*** Opening of Study text ***
NEW YORK JUN 19, 2007 (Reuters Health) - Among women with early-onset breast cancer, those with few surviving female relatives are at greater risk of harboring deleterious BRCA gene mutations than those from larger families, according to a report in the Journal of the American Medical Association for June 20.
The research team has found that models used for cancer risk counseling tend to underestimate risk among single cases of early onset breast cancer.
Beginning in 1997, Dr. Jeffrey N. Weitzel and associates at the City of Hope in Duarte, California, set up a prospective hereditary cancer registry. Registrants" family history was sought for three to five previous generations.
Among 1,543 women who underwent genetic cancer risk assessment and BRCA gene testing, 306 (19.8%) had breast cancer before they were 50 years old and had no first- or second-degree relatives with breast or ovarian cancers. Thus, the ability to predict their risk was compromised.
The team also analyzed risk among those with "limited family structure," defined as fewer than two first- or second-degree female relatives surviving beyond age 45 years in either lineage. Half of all of the "single cases" had a limited family structure.
*** Close of Study text ***
*** Opening of Supplied entries ***
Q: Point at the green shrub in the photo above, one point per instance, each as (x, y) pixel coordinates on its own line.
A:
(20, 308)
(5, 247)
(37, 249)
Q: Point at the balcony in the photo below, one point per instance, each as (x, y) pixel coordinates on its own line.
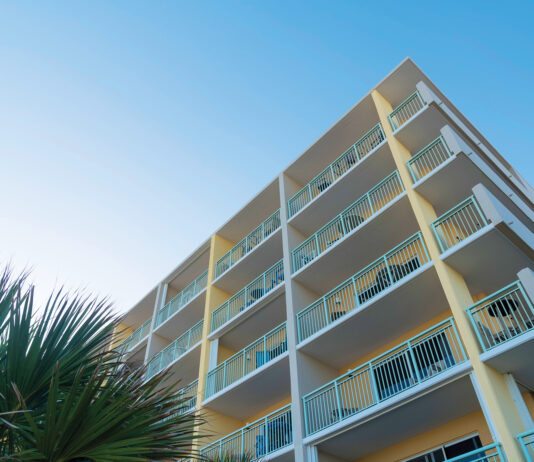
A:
(486, 252)
(249, 243)
(133, 341)
(348, 160)
(503, 323)
(347, 221)
(382, 216)
(406, 110)
(394, 294)
(268, 438)
(249, 299)
(410, 364)
(526, 440)
(184, 347)
(259, 370)
(184, 309)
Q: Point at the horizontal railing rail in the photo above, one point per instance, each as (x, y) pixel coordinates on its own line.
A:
(336, 169)
(175, 350)
(351, 218)
(490, 453)
(502, 316)
(384, 272)
(458, 224)
(407, 109)
(253, 239)
(262, 437)
(408, 364)
(135, 337)
(250, 358)
(182, 299)
(428, 158)
(526, 439)
(250, 294)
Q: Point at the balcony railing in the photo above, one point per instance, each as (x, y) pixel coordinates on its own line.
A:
(407, 109)
(502, 316)
(257, 439)
(134, 338)
(269, 226)
(458, 224)
(410, 363)
(428, 158)
(363, 286)
(176, 349)
(183, 298)
(491, 453)
(262, 351)
(336, 169)
(253, 292)
(526, 440)
(351, 218)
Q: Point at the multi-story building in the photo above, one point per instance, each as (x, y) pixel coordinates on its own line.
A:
(373, 303)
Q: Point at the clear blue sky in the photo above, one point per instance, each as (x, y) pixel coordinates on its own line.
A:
(121, 122)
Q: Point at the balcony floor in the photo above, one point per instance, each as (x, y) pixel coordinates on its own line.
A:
(183, 319)
(254, 263)
(487, 260)
(425, 407)
(372, 169)
(267, 385)
(514, 356)
(436, 186)
(398, 309)
(253, 322)
(388, 228)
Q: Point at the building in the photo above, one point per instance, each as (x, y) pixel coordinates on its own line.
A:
(373, 303)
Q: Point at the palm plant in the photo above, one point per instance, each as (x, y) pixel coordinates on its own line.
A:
(66, 397)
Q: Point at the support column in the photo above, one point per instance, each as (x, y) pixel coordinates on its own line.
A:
(493, 386)
(298, 414)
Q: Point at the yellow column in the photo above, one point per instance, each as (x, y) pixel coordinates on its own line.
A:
(492, 384)
(216, 425)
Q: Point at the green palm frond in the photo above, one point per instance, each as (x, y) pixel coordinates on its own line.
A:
(65, 397)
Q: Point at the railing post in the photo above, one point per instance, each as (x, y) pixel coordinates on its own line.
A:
(414, 362)
(338, 401)
(374, 387)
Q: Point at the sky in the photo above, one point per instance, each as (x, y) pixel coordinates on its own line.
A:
(131, 130)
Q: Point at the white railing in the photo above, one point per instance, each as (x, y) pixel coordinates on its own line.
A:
(175, 350)
(351, 218)
(182, 299)
(253, 239)
(367, 143)
(247, 296)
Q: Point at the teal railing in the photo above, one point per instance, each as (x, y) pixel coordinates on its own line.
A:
(269, 226)
(352, 217)
(408, 364)
(458, 224)
(250, 358)
(407, 109)
(175, 350)
(363, 286)
(526, 440)
(502, 316)
(135, 337)
(336, 169)
(491, 453)
(428, 158)
(262, 437)
(253, 292)
(182, 299)
(189, 395)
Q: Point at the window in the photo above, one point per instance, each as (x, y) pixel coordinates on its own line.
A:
(451, 450)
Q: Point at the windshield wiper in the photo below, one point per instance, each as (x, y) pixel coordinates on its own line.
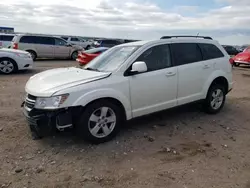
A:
(89, 68)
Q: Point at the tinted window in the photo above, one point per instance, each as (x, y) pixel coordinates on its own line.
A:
(95, 50)
(185, 53)
(157, 57)
(37, 40)
(44, 40)
(65, 38)
(6, 38)
(27, 39)
(59, 42)
(210, 51)
(75, 39)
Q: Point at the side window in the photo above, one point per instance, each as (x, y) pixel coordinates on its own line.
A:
(44, 40)
(59, 42)
(210, 51)
(75, 39)
(185, 53)
(7, 38)
(157, 57)
(27, 39)
(65, 38)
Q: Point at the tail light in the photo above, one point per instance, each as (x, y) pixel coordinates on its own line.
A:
(231, 60)
(15, 46)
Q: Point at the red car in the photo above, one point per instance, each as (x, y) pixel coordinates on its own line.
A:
(242, 58)
(85, 57)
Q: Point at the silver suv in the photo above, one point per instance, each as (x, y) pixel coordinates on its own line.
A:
(41, 46)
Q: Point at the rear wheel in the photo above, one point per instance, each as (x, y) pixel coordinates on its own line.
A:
(74, 55)
(33, 54)
(7, 66)
(236, 64)
(100, 122)
(215, 99)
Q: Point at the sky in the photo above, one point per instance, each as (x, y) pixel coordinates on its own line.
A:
(227, 21)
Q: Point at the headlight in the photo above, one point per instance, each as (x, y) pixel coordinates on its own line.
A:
(24, 55)
(50, 102)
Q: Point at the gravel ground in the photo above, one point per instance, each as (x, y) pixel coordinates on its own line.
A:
(179, 148)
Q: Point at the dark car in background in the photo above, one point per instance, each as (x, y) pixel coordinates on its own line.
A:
(231, 50)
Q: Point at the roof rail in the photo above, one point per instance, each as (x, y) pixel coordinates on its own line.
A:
(169, 37)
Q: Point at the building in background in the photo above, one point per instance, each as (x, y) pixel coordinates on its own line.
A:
(6, 29)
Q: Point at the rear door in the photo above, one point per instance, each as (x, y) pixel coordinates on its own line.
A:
(190, 66)
(5, 40)
(62, 50)
(155, 89)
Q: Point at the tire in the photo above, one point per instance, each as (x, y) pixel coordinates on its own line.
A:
(33, 54)
(91, 126)
(236, 64)
(215, 99)
(74, 55)
(8, 66)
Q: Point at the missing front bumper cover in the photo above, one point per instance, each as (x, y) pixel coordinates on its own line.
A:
(44, 123)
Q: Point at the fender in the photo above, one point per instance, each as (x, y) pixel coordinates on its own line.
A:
(105, 93)
(212, 77)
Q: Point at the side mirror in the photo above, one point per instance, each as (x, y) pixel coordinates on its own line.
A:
(138, 67)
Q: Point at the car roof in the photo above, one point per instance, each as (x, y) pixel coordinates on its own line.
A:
(173, 40)
(7, 34)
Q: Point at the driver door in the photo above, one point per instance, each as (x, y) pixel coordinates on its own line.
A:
(61, 50)
(156, 89)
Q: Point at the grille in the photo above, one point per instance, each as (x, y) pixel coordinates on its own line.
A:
(30, 101)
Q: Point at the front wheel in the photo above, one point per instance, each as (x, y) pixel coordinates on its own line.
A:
(215, 99)
(100, 122)
(74, 55)
(7, 66)
(236, 64)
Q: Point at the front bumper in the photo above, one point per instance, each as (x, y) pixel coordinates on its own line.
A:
(25, 64)
(44, 122)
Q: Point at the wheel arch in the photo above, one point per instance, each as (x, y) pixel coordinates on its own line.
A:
(216, 79)
(31, 50)
(12, 59)
(112, 100)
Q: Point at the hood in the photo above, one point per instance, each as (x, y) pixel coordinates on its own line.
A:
(244, 56)
(77, 47)
(13, 51)
(46, 83)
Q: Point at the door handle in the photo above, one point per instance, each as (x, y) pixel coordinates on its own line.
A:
(170, 74)
(206, 67)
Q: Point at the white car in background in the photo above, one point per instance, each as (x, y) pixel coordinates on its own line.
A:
(78, 41)
(5, 40)
(14, 60)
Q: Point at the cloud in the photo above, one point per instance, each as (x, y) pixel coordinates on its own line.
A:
(133, 18)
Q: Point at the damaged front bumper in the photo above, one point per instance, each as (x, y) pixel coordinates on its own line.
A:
(46, 122)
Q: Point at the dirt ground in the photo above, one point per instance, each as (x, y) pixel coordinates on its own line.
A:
(180, 148)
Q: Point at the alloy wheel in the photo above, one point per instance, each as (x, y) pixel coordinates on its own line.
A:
(217, 99)
(6, 66)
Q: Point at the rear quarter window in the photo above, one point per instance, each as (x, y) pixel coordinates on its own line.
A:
(6, 38)
(210, 51)
(185, 53)
(27, 39)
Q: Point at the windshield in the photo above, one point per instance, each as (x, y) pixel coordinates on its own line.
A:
(113, 58)
(95, 50)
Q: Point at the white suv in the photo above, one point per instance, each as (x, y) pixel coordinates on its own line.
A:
(125, 82)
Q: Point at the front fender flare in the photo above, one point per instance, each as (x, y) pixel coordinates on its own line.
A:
(105, 93)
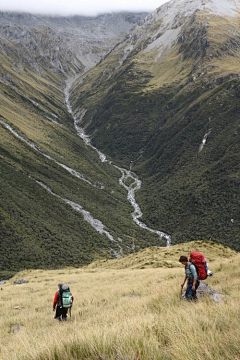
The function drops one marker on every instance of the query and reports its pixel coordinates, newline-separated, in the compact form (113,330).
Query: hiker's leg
(189,291)
(58,313)
(195,292)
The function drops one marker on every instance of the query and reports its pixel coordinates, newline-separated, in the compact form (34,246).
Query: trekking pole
(181,291)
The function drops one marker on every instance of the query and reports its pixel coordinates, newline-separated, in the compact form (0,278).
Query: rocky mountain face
(59,203)
(166,102)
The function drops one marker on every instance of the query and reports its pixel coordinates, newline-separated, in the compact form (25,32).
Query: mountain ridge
(177,102)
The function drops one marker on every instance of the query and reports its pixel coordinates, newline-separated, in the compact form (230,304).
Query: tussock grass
(123,313)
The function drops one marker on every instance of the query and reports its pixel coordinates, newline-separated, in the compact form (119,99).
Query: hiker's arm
(55,301)
(182,285)
(195,276)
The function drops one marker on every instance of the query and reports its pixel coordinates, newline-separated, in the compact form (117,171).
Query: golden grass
(125,314)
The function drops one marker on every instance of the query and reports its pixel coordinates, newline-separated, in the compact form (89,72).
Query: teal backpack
(66,296)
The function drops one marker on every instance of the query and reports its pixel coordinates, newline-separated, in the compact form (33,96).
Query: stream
(135,184)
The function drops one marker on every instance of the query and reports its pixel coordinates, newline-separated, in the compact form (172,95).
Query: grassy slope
(128,309)
(36,228)
(156,115)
*** Close of Supplied entries ***
→ **Tasks**:
- a) Answer each question using the news article on BRCA mutations in early-onset breast cancer.
(i) In which journal did the report appear, and on what date?
(ii) In what year was the hereditary cancer registry set up?
(iii) Of the 1,543 women tested, how many had breast cancer before age 50 with no first- or second-degree relatives affected by breast or ovarian cancer?
- b) Rewrite the paragraph of the news article on BRCA mutations that begins "The team also analyzed risk" as a short bulleted list that keeps its main facts.
- c) Continue the news article on BRCA mutations in early-onset breast cancer, starting after its final sentence.

→ **Answers to the exercises**:
- a)
(i) The Journal of the American Medical Association, June 20.
(ii) 1997.
(iii) 306 women (19.8%).

- b)
- The team analyzed risk among women with a "limited family structure."
- This meant fewer than two first- or second-degree female relatives who survived past age 45 in either lineage.
- Half of all the "single cases" had a limited family structure.

- c)
BRCA gene mutations were detected in 13.7% women with a limited family structure and in 5.2% of those with adequate family structure (odds ratio 2.8, p = 0.02).
"This practical observation is consistent with autosomal dominant inheritance of a trait with sex-limited expression," they write.
Three predictive models widely used in cancer risk counseling clinics overestimated the likelihood of a mutation among subjects with an adequate family structure and underestimated that of subjects with a limited family structure.
"Our findings support BRCA gene mutation testing for women with early onset breast cancer when the results will influence medical management, regardless of mutation estimates from existing models," the research team advises. They also recommend that family structure should be incorporated as an actual variable in probability models.
In light of these limitations, Dr. Noah D. Kauff and Dr. Kenneth Offit, from Memorial Sloan-Kettering Cancer Center in New York, caution that risk assessment models represent only one aspect of the process of determining a patient"s risk for deleterious mutations.
They note that clinical factors, such as pathologic and immunohistochemical features of tumors, and "consideration that breast cancer risk may be conferred by an as yet unidentified cancer susceptibility gene," should be included in the risk assessment.
Moreover, the editorialists add, it may not be appropriate to use currently available models "to triage individuals for genetic testing or...to provide cancer risk prediction and guidance of care in the absence of genetic testing."
SoURCE:
- JAMA 2007;297:2637-2639,2587-2595.